- _Task to complete_:
The required output is the lines below from the line containing "267L133 271L134 285L159" to the line containing "positive clicks: (38, 307) (39, 281)", inclusive, retyped exactly. No other lines belong in it.
___ Available data
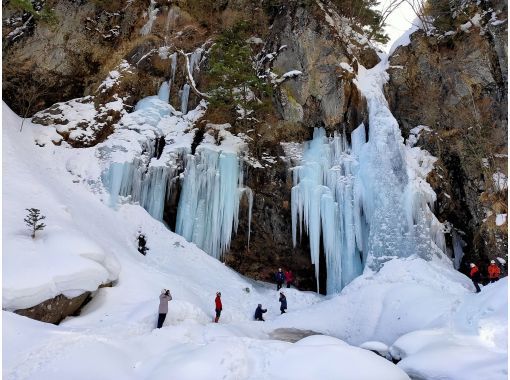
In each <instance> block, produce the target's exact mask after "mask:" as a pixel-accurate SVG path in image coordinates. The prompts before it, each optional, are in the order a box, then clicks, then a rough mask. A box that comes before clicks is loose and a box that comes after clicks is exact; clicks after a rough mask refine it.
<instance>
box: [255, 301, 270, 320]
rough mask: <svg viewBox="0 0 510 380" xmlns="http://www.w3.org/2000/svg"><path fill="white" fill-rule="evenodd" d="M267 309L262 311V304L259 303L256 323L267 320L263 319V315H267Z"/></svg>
mask: <svg viewBox="0 0 510 380" xmlns="http://www.w3.org/2000/svg"><path fill="white" fill-rule="evenodd" d="M266 311H267V309H262V304H260V303H259V305H258V306H257V309H256V310H255V316H254V317H255V320H256V321H264V320H265V319H264V318H262V314H263V313H265V312H266Z"/></svg>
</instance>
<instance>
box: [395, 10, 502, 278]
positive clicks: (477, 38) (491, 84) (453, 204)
mask: <svg viewBox="0 0 510 380" xmlns="http://www.w3.org/2000/svg"><path fill="white" fill-rule="evenodd" d="M476 11H478V12H479V13H480V14H482V15H483V14H485V16H484V17H485V18H484V17H482V19H481V21H480V23H479V24H478V25H470V23H469V22H468V23H467V24H465V25H464V26H463V27H458V28H457V29H456V30H454V31H451V32H449V33H444V34H440V35H437V34H436V35H427V34H425V33H424V32H423V31H418V32H415V33H414V34H412V35H411V43H410V44H409V45H407V46H401V47H399V48H397V49H396V50H395V52H394V53H393V55H392V56H391V58H390V69H389V73H390V80H389V83H388V85H387V87H386V92H387V95H388V99H389V103H390V105H391V108H392V111H393V113H394V115H395V117H396V118H397V120H398V121H399V124H400V127H401V129H402V132H403V135H404V136H405V137H408V136H409V134H410V131H411V129H413V128H414V127H417V126H419V125H425V126H427V127H429V128H430V130H429V131H428V130H422V132H421V133H420V137H419V138H418V145H420V146H422V147H424V148H425V149H427V150H428V151H430V152H431V153H432V154H433V155H434V156H436V157H438V158H439V160H438V161H437V162H436V164H435V169H434V171H433V172H432V173H431V175H430V176H429V182H430V183H431V184H432V186H433V187H434V190H435V191H436V193H437V195H438V201H437V210H436V213H437V214H438V216H439V217H440V219H441V220H442V221H449V222H451V223H452V225H453V228H454V229H456V230H457V231H456V232H457V233H460V236H462V239H463V240H464V241H465V243H466V244H467V245H466V246H465V249H464V250H465V253H466V256H465V260H464V263H463V267H462V270H467V263H469V262H470V261H475V262H478V263H480V264H481V265H482V266H484V265H486V264H488V260H489V259H493V258H495V257H498V256H499V257H502V258H505V257H506V255H507V247H508V238H507V231H508V228H507V223H506V222H504V223H501V219H498V220H497V215H498V214H499V215H501V214H506V213H507V189H506V176H507V173H508V169H507V153H508V151H507V131H508V127H507V104H508V96H507V93H508V82H507V81H508V72H507V66H508V59H507V22H506V21H502V22H501V21H497V19H495V18H494V16H493V14H492V13H491V12H490V10H489V11H488V12H485V13H484V10H483V9H479V8H475V10H474V11H473V12H476ZM501 17H502V16H501ZM501 17H500V18H501ZM498 179H499V180H501V181H499V180H498ZM498 182H501V183H498ZM500 218H501V217H500Z"/></svg>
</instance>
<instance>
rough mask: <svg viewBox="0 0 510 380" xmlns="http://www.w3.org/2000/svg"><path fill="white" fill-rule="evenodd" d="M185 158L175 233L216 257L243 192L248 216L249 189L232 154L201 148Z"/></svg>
mask: <svg viewBox="0 0 510 380" xmlns="http://www.w3.org/2000/svg"><path fill="white" fill-rule="evenodd" d="M186 161H187V162H186V169H185V172H184V179H183V182H182V189H181V197H180V200H179V207H178V210H177V222H176V227H175V232H176V233H178V234H179V235H181V236H183V237H184V238H185V239H186V240H188V241H191V242H194V243H195V244H196V245H197V246H198V247H200V248H201V249H203V250H204V251H205V252H207V253H209V254H210V255H211V256H213V257H215V258H217V259H219V258H220V257H221V256H222V254H223V252H225V251H226V250H228V249H229V247H230V241H231V237H232V232H236V231H237V226H238V223H239V203H240V200H241V196H242V195H243V193H244V194H246V195H247V197H248V203H249V219H251V206H252V203H253V198H252V193H251V190H249V189H247V188H245V187H244V186H243V173H242V165H241V163H240V161H239V158H238V157H237V154H236V153H226V152H217V151H213V150H209V149H202V150H199V151H197V153H196V154H195V155H188V156H187V158H186Z"/></svg>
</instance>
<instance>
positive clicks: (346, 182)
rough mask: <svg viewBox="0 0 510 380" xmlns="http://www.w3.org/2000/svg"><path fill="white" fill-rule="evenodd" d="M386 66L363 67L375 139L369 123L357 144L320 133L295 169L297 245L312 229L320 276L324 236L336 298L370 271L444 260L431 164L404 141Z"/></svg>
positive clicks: (308, 235) (330, 288) (360, 72)
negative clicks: (403, 262)
mask: <svg viewBox="0 0 510 380" xmlns="http://www.w3.org/2000/svg"><path fill="white" fill-rule="evenodd" d="M386 65H387V63H386V62H382V63H380V64H379V65H378V66H376V67H374V68H373V69H371V70H366V69H364V68H363V67H362V66H360V69H359V75H358V77H357V79H356V81H357V85H358V87H359V88H360V90H361V92H362V93H363V95H364V96H365V98H366V99H367V103H368V108H369V121H370V129H369V136H368V141H367V139H366V136H365V127H364V126H363V125H361V126H360V127H358V128H357V129H356V130H354V131H353V132H352V134H351V141H352V146H349V144H348V143H347V139H346V136H345V135H334V136H333V137H329V138H328V137H326V133H325V131H324V130H323V129H316V130H315V131H314V135H313V140H312V141H310V142H307V143H305V145H304V151H303V156H302V159H301V163H300V165H299V166H297V167H295V168H293V179H294V187H293V188H292V194H291V198H292V202H291V205H292V206H291V208H292V227H293V230H292V232H293V240H294V245H296V244H297V229H298V227H299V230H300V233H301V230H302V229H303V227H304V230H305V232H306V234H307V235H308V237H309V240H310V255H311V261H312V263H313V264H315V270H316V276H317V279H318V277H319V255H320V248H321V239H322V246H323V250H324V255H325V259H326V268H327V292H328V293H332V292H339V291H340V290H341V289H342V288H343V287H344V286H345V285H346V284H348V283H349V282H350V281H352V280H353V278H354V277H356V276H357V275H359V274H360V273H361V272H362V270H363V268H364V267H365V266H368V267H370V268H371V269H374V270H378V269H379V268H380V267H381V265H382V264H383V263H384V262H385V261H387V260H390V259H392V258H403V257H408V256H411V255H417V256H419V257H422V258H424V259H431V258H432V257H433V256H439V257H441V258H443V257H444V255H443V254H442V252H444V251H445V243H444V233H443V225H442V224H441V223H439V221H438V220H437V219H436V218H435V216H434V214H433V213H432V211H431V209H430V208H431V207H432V206H433V203H434V202H435V193H434V192H433V190H432V189H431V187H430V186H429V185H428V183H427V182H426V180H425V178H426V175H427V173H428V171H430V170H431V165H430V162H431V160H430V159H426V158H427V156H426V152H424V151H422V150H420V149H419V148H411V147H406V146H405V145H404V144H403V138H402V136H401V133H400V129H399V127H398V123H397V121H396V120H395V118H394V117H393V115H392V114H391V112H390V110H389V109H388V106H387V103H386V99H385V98H384V95H383V92H382V84H383V83H384V81H385V79H386V72H385V68H386ZM432 162H433V161H432ZM317 282H318V280H317Z"/></svg>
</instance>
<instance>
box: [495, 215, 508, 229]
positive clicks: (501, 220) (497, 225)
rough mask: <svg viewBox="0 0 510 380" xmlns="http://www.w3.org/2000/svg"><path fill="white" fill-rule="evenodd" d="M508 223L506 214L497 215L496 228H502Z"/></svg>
mask: <svg viewBox="0 0 510 380" xmlns="http://www.w3.org/2000/svg"><path fill="white" fill-rule="evenodd" d="M505 223H506V214H497V215H496V226H502V225H503V224H505Z"/></svg>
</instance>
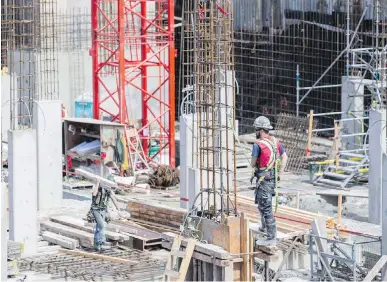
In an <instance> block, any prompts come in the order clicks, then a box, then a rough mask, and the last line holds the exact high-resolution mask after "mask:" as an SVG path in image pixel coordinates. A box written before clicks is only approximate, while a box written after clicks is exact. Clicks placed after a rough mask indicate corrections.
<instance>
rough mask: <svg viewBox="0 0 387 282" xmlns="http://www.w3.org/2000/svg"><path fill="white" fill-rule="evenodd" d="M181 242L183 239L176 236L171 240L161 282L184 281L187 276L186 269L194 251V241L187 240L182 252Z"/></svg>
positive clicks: (194, 245)
mask: <svg viewBox="0 0 387 282" xmlns="http://www.w3.org/2000/svg"><path fill="white" fill-rule="evenodd" d="M182 240H183V238H182V237H181V236H180V235H177V236H176V237H175V239H174V240H173V244H172V248H171V252H170V253H169V258H168V262H167V265H166V267H165V272H164V276H163V281H179V282H183V281H185V276H186V275H187V271H188V267H189V265H190V262H191V258H192V255H193V252H194V250H195V245H196V240H195V239H192V238H191V239H188V242H187V247H186V248H185V250H184V251H180V248H181V242H182ZM179 265H180V268H179Z"/></svg>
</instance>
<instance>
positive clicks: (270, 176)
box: [251, 116, 288, 245]
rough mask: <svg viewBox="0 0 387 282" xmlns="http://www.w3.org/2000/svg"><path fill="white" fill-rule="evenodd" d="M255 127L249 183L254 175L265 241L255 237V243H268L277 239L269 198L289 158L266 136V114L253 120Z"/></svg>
mask: <svg viewBox="0 0 387 282" xmlns="http://www.w3.org/2000/svg"><path fill="white" fill-rule="evenodd" d="M254 129H255V132H256V137H257V141H256V143H255V144H253V150H252V154H251V165H252V167H253V175H252V178H251V183H252V182H253V179H254V178H257V183H256V188H255V203H256V204H258V209H259V212H260V213H261V227H260V228H259V230H260V231H261V232H267V238H266V240H257V242H256V244H257V245H271V244H276V238H277V228H276V222H275V218H274V214H273V207H272V197H273V195H274V196H275V193H276V191H275V189H276V183H277V181H276V179H279V175H281V173H282V172H283V170H284V168H285V166H286V161H287V158H288V157H287V155H286V152H285V149H284V148H283V147H282V145H281V144H280V143H279V142H278V140H276V139H275V138H274V137H273V136H270V135H269V130H271V129H273V127H272V126H271V124H270V121H269V119H268V118H267V117H264V116H260V117H258V118H257V119H256V120H255V121H254ZM279 159H280V160H281V167H280V168H277V161H278V160H279ZM277 170H278V171H277Z"/></svg>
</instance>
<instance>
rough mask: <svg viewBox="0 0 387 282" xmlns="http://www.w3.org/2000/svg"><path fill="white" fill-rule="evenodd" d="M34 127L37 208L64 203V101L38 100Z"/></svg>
mask: <svg viewBox="0 0 387 282" xmlns="http://www.w3.org/2000/svg"><path fill="white" fill-rule="evenodd" d="M35 102H36V105H37V107H34V128H35V129H36V135H37V140H36V141H37V173H38V209H39V210H45V209H51V208H59V207H61V205H62V191H63V185H62V117H61V103H62V102H61V101H59V100H51V101H48V100H46V101H35Z"/></svg>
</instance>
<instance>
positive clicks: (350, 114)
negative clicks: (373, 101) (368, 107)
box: [341, 76, 364, 150]
mask: <svg viewBox="0 0 387 282" xmlns="http://www.w3.org/2000/svg"><path fill="white" fill-rule="evenodd" d="M355 79H357V82H356V80H355ZM363 95H364V85H363V84H361V83H360V81H359V78H358V77H354V78H353V77H349V78H347V77H346V76H343V77H342V87H341V111H342V112H344V113H343V114H342V115H341V117H342V118H343V119H347V118H362V117H363V116H364V112H363V110H364V96H363ZM349 112H350V113H349ZM362 122H363V121H362V120H352V121H345V122H343V127H344V128H345V131H346V133H345V134H355V133H361V131H362ZM362 141H363V137H362V136H354V137H349V138H348V137H347V138H344V139H343V141H342V142H343V144H344V146H345V149H347V150H351V149H358V148H359V146H361V145H362Z"/></svg>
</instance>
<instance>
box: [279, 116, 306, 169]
mask: <svg viewBox="0 0 387 282" xmlns="http://www.w3.org/2000/svg"><path fill="white" fill-rule="evenodd" d="M308 127H309V119H308V118H306V117H301V118H300V117H295V116H293V115H290V114H284V113H281V114H279V115H278V118H277V126H276V132H275V136H276V137H277V138H278V140H279V141H280V142H281V144H282V145H283V146H284V147H285V150H286V153H287V154H288V156H289V160H288V162H287V164H286V168H285V171H290V172H293V173H301V172H302V169H303V168H304V167H303V166H304V163H305V150H306V147H307V142H308Z"/></svg>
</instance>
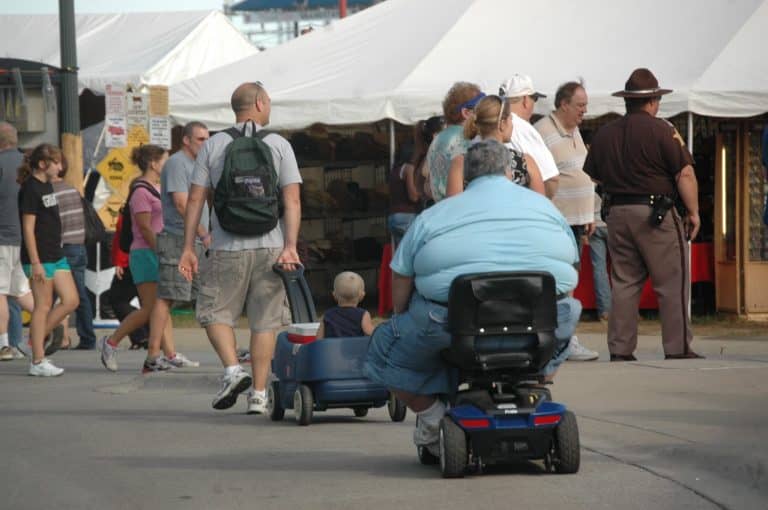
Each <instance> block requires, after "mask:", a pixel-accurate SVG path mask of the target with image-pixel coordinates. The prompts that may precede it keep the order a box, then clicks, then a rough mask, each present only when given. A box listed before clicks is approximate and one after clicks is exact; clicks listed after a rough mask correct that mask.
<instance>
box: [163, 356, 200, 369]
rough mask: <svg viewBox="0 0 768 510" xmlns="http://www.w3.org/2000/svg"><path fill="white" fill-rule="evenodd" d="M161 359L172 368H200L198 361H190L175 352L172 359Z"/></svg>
mask: <svg viewBox="0 0 768 510" xmlns="http://www.w3.org/2000/svg"><path fill="white" fill-rule="evenodd" d="M163 359H164V360H165V361H166V363H168V364H169V365H171V366H173V367H174V368H195V367H199V366H200V362H199V361H192V360H191V359H189V358H187V357H186V356H184V355H183V354H182V353H180V352H177V353H176V354H175V355H174V356H173V358H163Z"/></svg>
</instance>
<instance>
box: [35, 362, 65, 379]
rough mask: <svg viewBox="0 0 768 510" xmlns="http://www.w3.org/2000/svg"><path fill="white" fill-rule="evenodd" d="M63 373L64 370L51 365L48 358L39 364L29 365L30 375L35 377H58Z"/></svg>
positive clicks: (50, 363) (63, 369)
mask: <svg viewBox="0 0 768 510" xmlns="http://www.w3.org/2000/svg"><path fill="white" fill-rule="evenodd" d="M63 373H64V369H63V368H59V367H57V366H56V365H54V364H53V363H51V362H50V360H49V359H48V358H43V361H41V362H40V363H37V364H35V363H30V364H29V375H32V376H35V377H56V376H59V375H61V374H63Z"/></svg>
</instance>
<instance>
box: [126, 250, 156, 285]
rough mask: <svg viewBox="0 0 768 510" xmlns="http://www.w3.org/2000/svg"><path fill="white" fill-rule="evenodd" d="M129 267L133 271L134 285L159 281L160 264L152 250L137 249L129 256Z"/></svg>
mask: <svg viewBox="0 0 768 510" xmlns="http://www.w3.org/2000/svg"><path fill="white" fill-rule="evenodd" d="M128 267H129V268H130V269H131V275H132V276H133V283H135V284H136V285H138V284H140V283H150V282H157V281H158V279H159V277H160V276H159V272H160V270H159V264H158V262H157V254H156V253H155V250H153V249H152V248H136V249H135V250H131V251H130V253H129V254H128Z"/></svg>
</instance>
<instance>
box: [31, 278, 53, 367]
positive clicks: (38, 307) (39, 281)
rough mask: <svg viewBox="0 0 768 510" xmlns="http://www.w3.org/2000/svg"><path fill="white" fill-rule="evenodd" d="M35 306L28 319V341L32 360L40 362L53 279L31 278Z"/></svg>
mask: <svg viewBox="0 0 768 510" xmlns="http://www.w3.org/2000/svg"><path fill="white" fill-rule="evenodd" d="M30 286H31V287H32V294H33V296H34V299H35V303H36V306H35V308H34V310H32V317H31V318H30V320H29V341H30V343H31V344H32V362H33V363H40V362H41V361H42V360H43V358H44V357H45V347H44V344H45V335H46V334H47V333H46V332H45V322H46V319H47V318H48V312H50V311H51V304H52V303H53V280H34V279H33V280H31V281H30Z"/></svg>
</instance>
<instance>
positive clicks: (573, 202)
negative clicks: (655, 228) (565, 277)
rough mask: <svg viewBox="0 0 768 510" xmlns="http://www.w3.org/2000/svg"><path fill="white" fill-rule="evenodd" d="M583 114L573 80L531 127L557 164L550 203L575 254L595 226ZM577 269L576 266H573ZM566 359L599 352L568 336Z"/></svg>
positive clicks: (581, 101) (571, 358) (594, 204)
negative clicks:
______
- _Exercise result_:
rough mask: <svg viewBox="0 0 768 510" xmlns="http://www.w3.org/2000/svg"><path fill="white" fill-rule="evenodd" d="M129 267L133 271L134 285L159 281L160 264L152 250L137 249L129 256Z"/></svg>
mask: <svg viewBox="0 0 768 510" xmlns="http://www.w3.org/2000/svg"><path fill="white" fill-rule="evenodd" d="M128 267H129V268H130V269H131V275H132V276H133V283H135V284H136V285H138V284H140V283H150V282H157V281H158V279H159V277H160V276H159V272H160V270H159V264H158V262H157V254H156V253H155V250H153V249H152V248H136V249H135V250H131V251H130V253H129V254H128Z"/></svg>
</instance>
<instance>
box: [31, 278, 53, 367]
positive clicks: (38, 307) (39, 281)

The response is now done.